## Exercise brief
List every first name that appears in the headline of the column about Clint Eastwood.

---------- Selection

Die hard in Holyrood with Clint, Bruce and Eddie

Clint Eastwood
‘Radical fires’: Clint Eastwood. Photograph: Tcd/VP/Lmk Media

I suspect that, like many others in the newspaper game, I owe a great debt of gratitude to Clint Eastwood. There are some who choose only to interpret Eastwood’s early work through the stultifying prism of the western genre, albeit with iconoclastic soundtracks. But those among us who are more sensitive and attuned to the big man’s subtle oeuvre detected early on that these were so much more besides, with enough tropes and memes to justify any column by a film critic. These weren’t just cowboy films; they were brooding political thrillers that channelled cold war angst and the simmering racial tension of a country on the edge.

I especially liked The Outlaw Josey Wales where Clint boots the absolute bejesus out of an entire battalion of unionists who have murdered his family and friends. Yet, as he hunts down these wretched brigands he sets out on a long journey towards love and forgiveness. Along the way he also explores the salvific balm of diversity and women’s empowerment in the company of a ragtag assortment of Native Americans and a grandmother and granddaughter combo from Kansas. Some have even said that this is an homage to Dorothy in The Wizard of Oz. So you can see why Josey Wales might light up the radical fires in a young man’s soul and make him want to change the world.

--------------------
---------- Data

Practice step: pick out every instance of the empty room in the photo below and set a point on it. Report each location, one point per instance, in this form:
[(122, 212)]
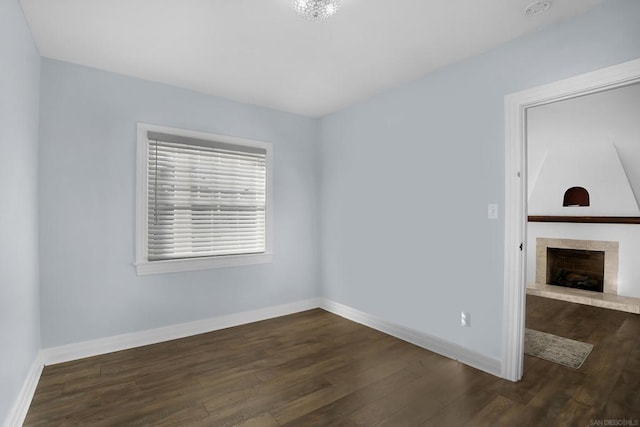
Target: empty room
[(319, 212)]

--------------------

## Result of this exercise
Clint, Bruce, Eddie